WHAT YOU SHOULD DO: Can you copy the records below word for word, leaving out the pictures?

EXTRACTED DATA:
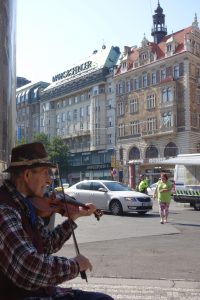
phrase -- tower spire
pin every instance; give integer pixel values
(159, 29)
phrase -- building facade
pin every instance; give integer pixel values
(122, 112)
(79, 107)
(28, 110)
(158, 98)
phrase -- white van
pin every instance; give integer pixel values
(187, 179)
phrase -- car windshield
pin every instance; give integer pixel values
(116, 186)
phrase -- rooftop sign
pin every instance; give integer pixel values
(73, 71)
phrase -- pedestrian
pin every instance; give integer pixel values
(143, 184)
(163, 194)
(28, 270)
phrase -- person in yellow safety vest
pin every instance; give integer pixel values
(143, 184)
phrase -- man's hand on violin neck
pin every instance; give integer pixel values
(83, 262)
(74, 212)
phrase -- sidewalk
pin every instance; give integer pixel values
(139, 289)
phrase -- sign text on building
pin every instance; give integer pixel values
(73, 71)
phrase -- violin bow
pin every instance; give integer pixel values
(82, 273)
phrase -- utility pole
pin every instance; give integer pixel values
(7, 79)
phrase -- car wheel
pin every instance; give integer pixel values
(197, 206)
(116, 208)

RESPONSE BELOW:
phrase -- tower spire
pin every instance; give integer pixel values
(159, 29)
phrase -- building facade
pin every instance; give integer pixel values
(122, 112)
(79, 107)
(28, 110)
(158, 98)
phrase -- white van
pin every instance; give integer pixel values
(187, 179)
phrase -- car windshield
pin every instance; give integer pixel values
(116, 186)
phrase -- rooftop sign
pin every instance; give integer pixel values
(73, 71)
phrase -- pedestrian
pin every instance; give integer pixel values
(143, 184)
(163, 194)
(28, 270)
phrase -- person in yellow safety vest
pin every instance; give integer pixel values
(143, 184)
phrase -- man's hand on violin neck
pin every instance; give integer pixel values
(83, 262)
(74, 212)
phrase -- sidewalk
pin every instance; give integer pixel values
(139, 289)
phrase -- sign text on building
pin every instance; give integer pixel values
(73, 71)
phrase -- violin bow
pin every instance; give integer pixel values
(82, 273)
phrase -- utility pole
pin every instance; give integer pixel values
(7, 79)
phrase -- car wheel
pin every instance; give integer pixel values
(197, 206)
(116, 208)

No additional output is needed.